● **Excerpt to read**:
Say What You Will About Tony Scalia…

But the man has a sense of humor. Responding to a screenwriter’s letter asking how the Supreme Court would respond to Maine’s theoretical secession:

I am afraid I cannot be of much help with your problem, principally because I cannot imagine that such a question could ever reach the Supreme Court. To begin with, the answer is clear. If there was any constitutional issue resolved by the Civil War, it is that there is no right to secede. (Hence, in the Pledge of Allegiance, “one Nation, indivisible.”) Secondly, I find it difficult to envision who the parties to this lawsuit might be. Is the State suing the United States for a declaratory judgment? But the United States cannot be sued without its consent, and it has not consented to this sort of suit.

I am sure that poetic license can overcome all that — but you do not need legal advice for that. Good luck with your screenplay.

● **Data extract**:
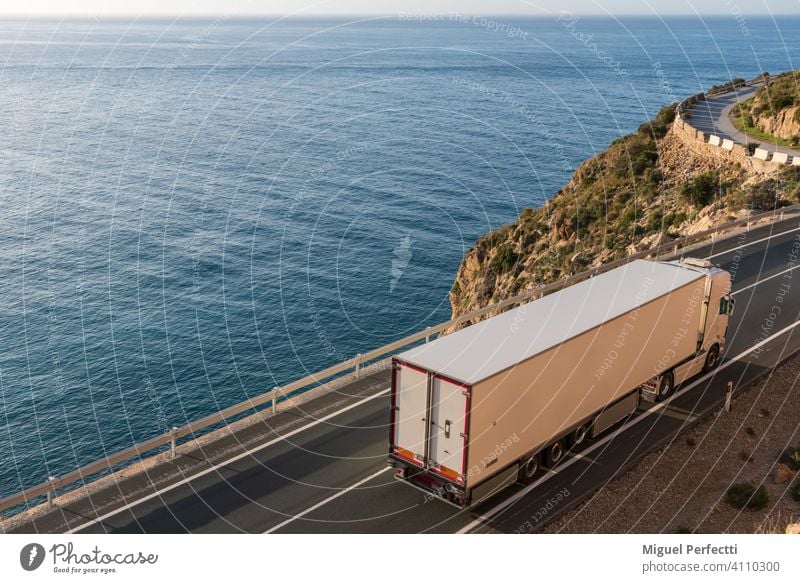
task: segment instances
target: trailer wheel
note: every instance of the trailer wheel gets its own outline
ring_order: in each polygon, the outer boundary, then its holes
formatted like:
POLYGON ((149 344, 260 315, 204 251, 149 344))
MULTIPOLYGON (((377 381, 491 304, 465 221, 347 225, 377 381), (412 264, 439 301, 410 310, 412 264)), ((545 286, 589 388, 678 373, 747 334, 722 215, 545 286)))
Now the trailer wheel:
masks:
POLYGON ((586 441, 586 436, 589 435, 590 426, 591 423, 584 423, 583 425, 577 427, 575 431, 570 433, 569 436, 570 447, 575 447, 576 445, 580 445, 584 441, 586 441))
POLYGON ((558 465, 558 462, 564 458, 565 452, 563 439, 559 439, 555 443, 550 444, 544 456, 547 467, 553 468, 558 465))
POLYGON ((711 348, 708 349, 708 354, 706 354, 706 362, 703 365, 703 372, 711 372, 717 365, 719 364, 719 344, 713 344, 711 348))
POLYGON ((539 454, 535 453, 528 459, 522 462, 519 466, 519 474, 517 480, 521 484, 530 484, 533 478, 536 477, 539 471, 539 454))
POLYGON ((661 375, 661 382, 658 383, 658 395, 656 395, 656 401, 668 399, 674 389, 675 375, 673 375, 672 371, 670 370, 661 375))

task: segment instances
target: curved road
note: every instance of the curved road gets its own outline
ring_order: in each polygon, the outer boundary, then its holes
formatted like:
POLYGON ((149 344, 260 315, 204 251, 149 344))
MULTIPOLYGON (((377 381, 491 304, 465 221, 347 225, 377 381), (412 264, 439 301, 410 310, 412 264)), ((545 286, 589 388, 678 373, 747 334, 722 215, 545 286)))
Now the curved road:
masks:
POLYGON ((729 91, 721 95, 716 95, 705 101, 699 101, 692 109, 692 117, 689 122, 692 127, 707 134, 717 135, 721 138, 728 138, 737 144, 747 145, 748 143, 762 143, 765 149, 772 152, 783 152, 790 156, 800 156, 799 150, 794 150, 786 146, 763 142, 736 129, 731 122, 730 112, 739 103, 750 99, 759 87, 742 87, 735 91, 729 91))
POLYGON ((718 410, 729 381, 741 390, 800 350, 800 294, 791 288, 800 265, 800 218, 688 254, 709 257, 734 274, 736 311, 721 367, 669 401, 643 406, 538 482, 512 486, 477 508, 460 511, 393 480, 386 465, 389 375, 383 371, 356 381, 346 395, 340 391, 279 414, 270 426, 249 429, 250 435, 232 436, 224 459, 200 472, 197 464, 208 451, 151 470, 150 483, 141 477, 121 482, 11 532, 536 530, 718 410), (166 473, 176 467, 185 477, 168 481, 166 473))

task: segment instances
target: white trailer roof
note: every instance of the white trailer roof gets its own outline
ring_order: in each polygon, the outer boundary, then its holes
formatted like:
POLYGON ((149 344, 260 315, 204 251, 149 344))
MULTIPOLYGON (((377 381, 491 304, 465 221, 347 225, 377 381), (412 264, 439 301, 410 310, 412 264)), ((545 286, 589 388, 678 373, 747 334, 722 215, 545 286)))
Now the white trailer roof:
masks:
POLYGON ((677 263, 640 259, 407 350, 397 358, 474 384, 707 274, 677 263))

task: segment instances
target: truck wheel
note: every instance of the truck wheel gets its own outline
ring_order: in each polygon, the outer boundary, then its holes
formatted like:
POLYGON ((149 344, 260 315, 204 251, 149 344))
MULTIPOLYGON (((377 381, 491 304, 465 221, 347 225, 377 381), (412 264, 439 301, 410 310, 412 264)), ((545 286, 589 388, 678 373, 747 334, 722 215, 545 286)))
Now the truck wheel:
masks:
POLYGON ((521 484, 530 484, 539 471, 539 454, 535 453, 519 466, 517 481, 521 484))
POLYGON ((564 440, 559 439, 547 448, 544 459, 548 468, 555 467, 564 458, 564 440))
POLYGON ((703 372, 711 372, 719 364, 719 344, 713 344, 706 354, 706 363, 703 365, 703 372))
POLYGON ((656 395, 656 401, 668 399, 674 389, 675 375, 673 375, 672 371, 670 370, 661 375, 661 382, 658 383, 658 395, 656 395))
POLYGON ((577 427, 572 433, 570 433, 569 435, 570 447, 575 447, 576 445, 580 445, 584 441, 586 441, 586 436, 589 435, 590 426, 591 426, 590 423, 584 423, 583 425, 577 427))

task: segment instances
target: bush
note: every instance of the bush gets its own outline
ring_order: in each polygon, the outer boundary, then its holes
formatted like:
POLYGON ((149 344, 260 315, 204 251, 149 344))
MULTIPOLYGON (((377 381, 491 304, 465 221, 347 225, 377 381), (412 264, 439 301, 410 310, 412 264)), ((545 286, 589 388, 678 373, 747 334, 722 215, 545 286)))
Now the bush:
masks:
POLYGON ((780 461, 794 472, 800 470, 800 447, 787 447, 783 450, 780 461))
POLYGON ((755 488, 752 484, 734 484, 725 493, 725 501, 740 510, 763 510, 769 504, 769 494, 764 486, 755 488))
POLYGON ((517 261, 519 261, 519 255, 514 252, 510 245, 500 245, 490 266, 497 273, 508 273, 514 268, 517 261))
POLYGON ((714 200, 718 186, 719 175, 713 170, 704 172, 681 187, 681 196, 689 204, 702 208, 714 200))
POLYGON ((747 208, 756 211, 771 211, 780 206, 778 202, 778 183, 775 180, 765 180, 753 186, 744 197, 747 208))

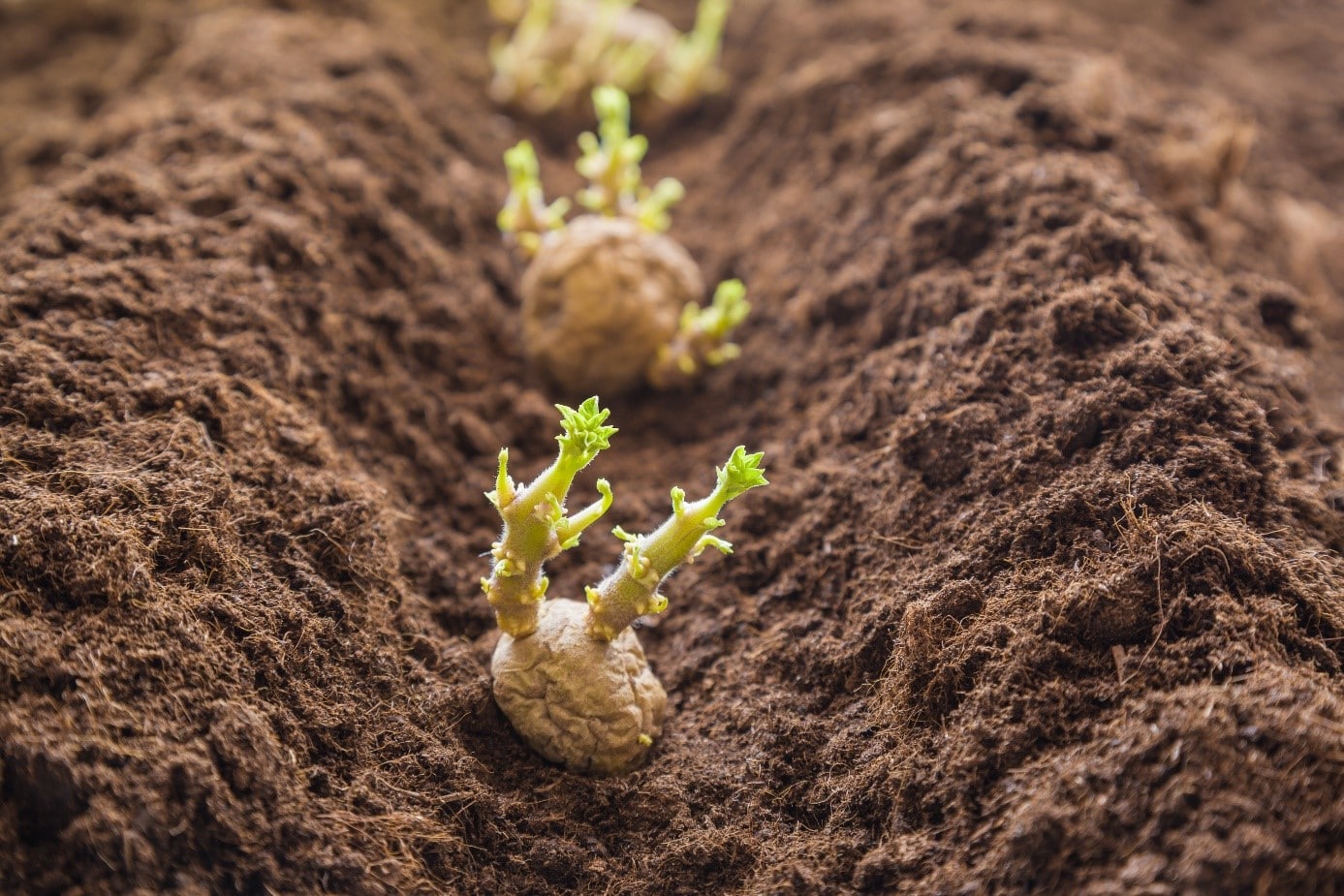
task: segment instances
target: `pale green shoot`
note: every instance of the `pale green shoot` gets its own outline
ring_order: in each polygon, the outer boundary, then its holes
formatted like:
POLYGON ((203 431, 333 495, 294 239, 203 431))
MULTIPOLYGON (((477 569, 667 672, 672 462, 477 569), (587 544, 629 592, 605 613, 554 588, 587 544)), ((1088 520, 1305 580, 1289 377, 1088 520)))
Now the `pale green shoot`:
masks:
POLYGON ((570 200, 562 197, 546 204, 536 150, 527 140, 504 150, 504 168, 508 171, 509 191, 499 214, 499 227, 505 234, 513 234, 531 257, 542 244, 543 234, 564 227, 570 200))
POLYGON ((718 285, 708 308, 687 304, 681 309, 676 336, 659 349, 649 368, 649 382, 657 388, 667 388, 694 377, 702 364, 719 367, 741 355, 742 349, 728 337, 751 312, 746 297, 747 287, 734 278, 718 285))
POLYGON ((575 163, 589 187, 579 192, 579 204, 589 211, 614 216, 637 201, 642 185, 640 163, 649 150, 642 134, 630 134, 630 97, 620 87, 603 85, 593 90, 597 134, 579 134, 583 154, 575 163))
POLYGON ((676 567, 694 560, 706 548, 731 553, 732 545, 711 535, 723 525, 719 512, 747 489, 766 485, 763 453, 747 454, 741 445, 718 469, 718 484, 707 497, 687 502, 685 492, 672 489, 672 516, 649 535, 613 529, 625 541, 621 564, 597 587, 589 587, 589 634, 610 641, 641 615, 663 613, 667 598, 659 586, 676 567))
POLYGON ((664 177, 653 185, 653 189, 642 192, 640 201, 634 204, 634 220, 645 230, 661 234, 672 226, 668 210, 685 199, 685 187, 676 177, 664 177))
POLYGON ((719 69, 719 52, 731 8, 732 0, 700 0, 695 28, 672 46, 667 71, 653 85, 661 99, 680 106, 702 93, 723 87, 726 78, 719 69))
POLYGON ((519 486, 508 474, 508 449, 500 451, 495 490, 485 497, 500 512, 504 531, 491 545, 495 566, 481 579, 481 590, 495 607, 501 630, 515 638, 536 630, 538 609, 550 580, 543 564, 560 551, 573 548, 583 529, 597 523, 612 506, 612 488, 598 480, 601 497, 573 516, 566 516, 564 501, 579 470, 609 447, 614 426, 605 426, 610 414, 598 406, 597 396, 578 408, 555 406, 560 411, 563 433, 555 438, 560 450, 551 466, 530 485, 519 486))
POLYGON ((495 35, 489 58, 495 69, 491 94, 500 102, 523 98, 530 106, 548 109, 564 95, 566 87, 546 46, 555 20, 555 0, 492 0, 492 12, 501 21, 516 21, 512 38, 495 35))

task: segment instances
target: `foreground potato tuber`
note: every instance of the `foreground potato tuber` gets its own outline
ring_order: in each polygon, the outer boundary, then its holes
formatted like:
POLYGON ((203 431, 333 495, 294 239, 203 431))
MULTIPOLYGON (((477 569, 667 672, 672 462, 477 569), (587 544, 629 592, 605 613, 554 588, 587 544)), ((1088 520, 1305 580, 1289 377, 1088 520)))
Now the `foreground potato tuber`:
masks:
POLYGON ((634 631, 587 633, 589 607, 547 600, 526 638, 503 635, 491 661, 495 700, 528 746, 570 771, 621 775, 663 733, 668 695, 634 631))
POLYGON ((582 430, 587 426, 593 438, 585 443, 606 447, 606 435, 614 430, 601 426, 606 411, 598 408, 595 398, 581 411, 562 407, 562 414, 566 435, 560 437, 560 458, 531 485, 517 488, 505 470, 507 450, 501 451, 499 486, 489 496, 505 527, 495 544, 495 570, 484 580, 504 629, 491 661, 493 692, 500 709, 536 752, 571 771, 618 775, 644 762, 663 732, 667 711, 667 693, 630 625, 667 609, 659 587, 677 566, 710 547, 731 553, 727 541, 711 535, 723 525, 718 513, 747 489, 766 485, 766 480, 762 455, 747 454, 739 446, 718 470, 718 482, 707 497, 688 504, 685 493, 675 488, 672 514, 656 531, 629 535, 620 527, 614 529, 625 541, 621 563, 599 584, 586 588, 586 604, 544 600, 543 563, 573 547, 575 527, 591 525, 610 504, 610 489, 599 486, 603 502, 583 510, 577 521, 563 516, 562 492, 573 476, 564 477, 575 463, 564 459, 566 439, 585 442, 582 430), (535 525, 528 528, 520 521, 535 525), (570 532, 573 537, 566 539, 570 532), (523 586, 513 592, 523 595, 513 600, 516 613, 501 611, 505 602, 496 600, 492 592, 497 582, 511 579, 520 579, 523 586), (526 587, 538 580, 540 588, 526 587), (516 625, 519 618, 526 618, 527 625, 516 625))
POLYGON ((500 230, 531 257, 523 275, 523 348, 570 394, 671 388, 737 357, 728 341, 750 305, 741 281, 726 281, 702 308, 704 281, 665 231, 684 191, 672 179, 645 187, 648 141, 630 134, 629 98, 593 91, 598 133, 579 138, 577 167, 589 180, 578 203, 590 215, 569 224, 564 199, 547 204, 527 141, 504 154, 509 195, 500 230))

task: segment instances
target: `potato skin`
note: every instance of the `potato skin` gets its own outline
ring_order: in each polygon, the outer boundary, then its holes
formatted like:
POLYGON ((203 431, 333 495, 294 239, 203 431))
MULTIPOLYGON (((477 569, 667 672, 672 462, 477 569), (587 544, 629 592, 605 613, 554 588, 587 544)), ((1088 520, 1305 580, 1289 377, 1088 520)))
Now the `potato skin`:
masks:
POLYGON ((564 394, 609 396, 644 384, 704 279, 671 238, 585 215, 546 235, 521 289, 532 364, 564 394))
POLYGON ((551 762, 624 775, 644 764, 663 733, 668 696, 633 631, 595 641, 586 622, 587 604, 547 600, 536 631, 503 635, 491 661, 495 701, 551 762))

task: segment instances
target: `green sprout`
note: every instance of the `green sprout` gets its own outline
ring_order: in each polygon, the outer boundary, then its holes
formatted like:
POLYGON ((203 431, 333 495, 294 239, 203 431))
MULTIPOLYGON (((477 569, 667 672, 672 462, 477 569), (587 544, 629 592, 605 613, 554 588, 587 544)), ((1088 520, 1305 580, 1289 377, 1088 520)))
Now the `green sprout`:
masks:
POLYGON ((719 367, 742 353, 728 336, 751 312, 747 287, 741 279, 726 279, 714 290, 708 308, 691 302, 681 309, 676 336, 659 349, 649 369, 649 382, 668 388, 695 377, 702 365, 719 367))
POLYGON ((668 600, 659 586, 668 575, 706 548, 732 553, 732 545, 711 532, 724 523, 719 512, 747 489, 767 485, 758 451, 747 454, 743 446, 732 451, 728 462, 718 469, 718 484, 707 497, 685 502, 685 492, 672 489, 672 516, 649 535, 630 535, 617 527, 616 536, 625 541, 621 566, 597 587, 586 588, 590 610, 589 634, 610 641, 637 618, 663 613, 668 600))
POLYGON ((504 150, 504 169, 508 172, 508 199, 499 214, 499 227, 513 234, 519 246, 530 257, 542 244, 542 234, 564 227, 570 200, 560 197, 550 206, 542 192, 542 168, 536 150, 527 140, 504 150))
POLYGON ((700 0, 695 28, 681 35, 671 48, 667 70, 653 82, 653 90, 661 99, 683 106, 702 93, 723 89, 727 78, 719 69, 719 54, 731 8, 731 0, 700 0))
POLYGON ((542 566, 578 545, 579 535, 612 506, 612 486, 598 480, 601 497, 573 516, 564 514, 574 477, 616 434, 614 426, 603 426, 610 411, 598 406, 597 396, 578 408, 555 407, 563 431, 555 438, 560 450, 551 466, 519 488, 508 474, 508 449, 503 449, 495 490, 485 494, 504 520, 504 531, 491 545, 495 564, 491 575, 481 579, 481 590, 495 607, 500 629, 515 637, 536 630, 538 606, 548 586, 542 566))
MULTIPOLYGON (((610 490, 599 486, 599 506, 581 512, 578 519, 563 519, 558 506, 563 498, 555 497, 556 489, 569 488, 570 470, 606 447, 614 430, 602 426, 606 412, 598 410, 597 399, 585 402, 578 411, 562 411, 566 435, 560 438, 556 482, 539 485, 551 476, 550 470, 543 473, 528 486, 538 492, 528 498, 532 502, 519 509, 544 523, 531 533, 535 545, 542 547, 534 545, 528 555, 535 563, 530 572, 542 582, 540 564, 567 547, 566 533, 573 531, 577 537, 610 502, 610 490), (564 458, 570 458, 567 463, 564 458)), ((621 563, 598 586, 585 590, 587 602, 543 600, 544 586, 534 590, 536 599, 526 604, 534 610, 532 623, 517 631, 504 629, 491 660, 495 700, 534 750, 574 771, 597 774, 625 774, 644 762, 653 739, 663 732, 667 692, 630 626, 641 615, 667 609, 659 587, 676 567, 706 548, 732 552, 732 545, 715 535, 724 525, 719 513, 743 492, 766 485, 761 459, 759 453, 747 454, 738 446, 704 498, 688 502, 685 492, 672 489, 672 514, 652 533, 629 535, 616 527, 613 532, 625 541, 621 563)), ((512 493, 507 482, 501 465, 500 484, 491 498, 496 505, 501 494, 512 493)), ((513 501, 523 502, 521 493, 513 501)), ((499 555, 496 545, 495 575, 508 559, 499 555)), ((500 614, 501 627, 504 622, 500 614)))

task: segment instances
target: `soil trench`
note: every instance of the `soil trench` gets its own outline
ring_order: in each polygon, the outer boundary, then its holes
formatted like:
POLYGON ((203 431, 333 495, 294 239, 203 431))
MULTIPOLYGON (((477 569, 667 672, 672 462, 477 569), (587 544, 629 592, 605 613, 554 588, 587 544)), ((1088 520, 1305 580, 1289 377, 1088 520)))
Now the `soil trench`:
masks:
POLYGON ((489 692, 500 153, 591 125, 484 7, 0 3, 0 891, 1344 892, 1341 8, 738 0, 636 126, 742 357, 574 494, 771 485, 594 779, 489 692))

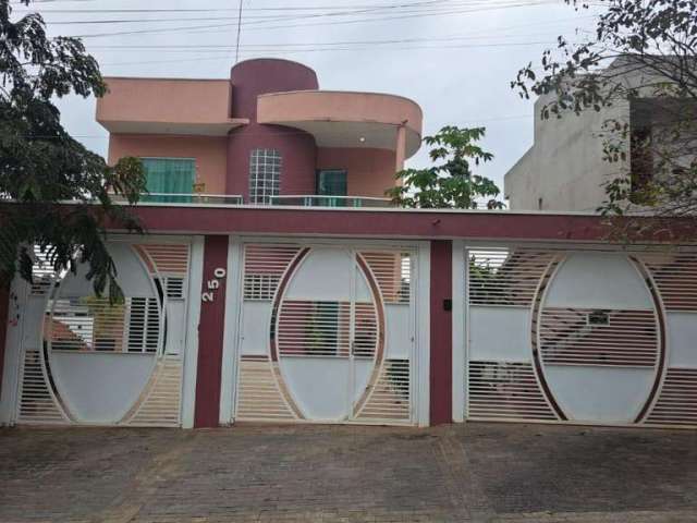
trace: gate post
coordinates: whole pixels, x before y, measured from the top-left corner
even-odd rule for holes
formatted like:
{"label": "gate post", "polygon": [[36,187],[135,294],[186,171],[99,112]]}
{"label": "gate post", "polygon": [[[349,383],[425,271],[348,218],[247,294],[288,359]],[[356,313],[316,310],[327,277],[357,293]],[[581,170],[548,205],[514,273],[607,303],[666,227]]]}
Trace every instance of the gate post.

● **Task details**:
List every proper name (of a person, place, institution, event, or document) that appears in the piece headed "Say What You Will About Tony Scalia…", giving each once.

● **Response to this exercise**:
Tony Scalia
Supreme Court
Maine
Civil War
Pledge of Allegiance
United States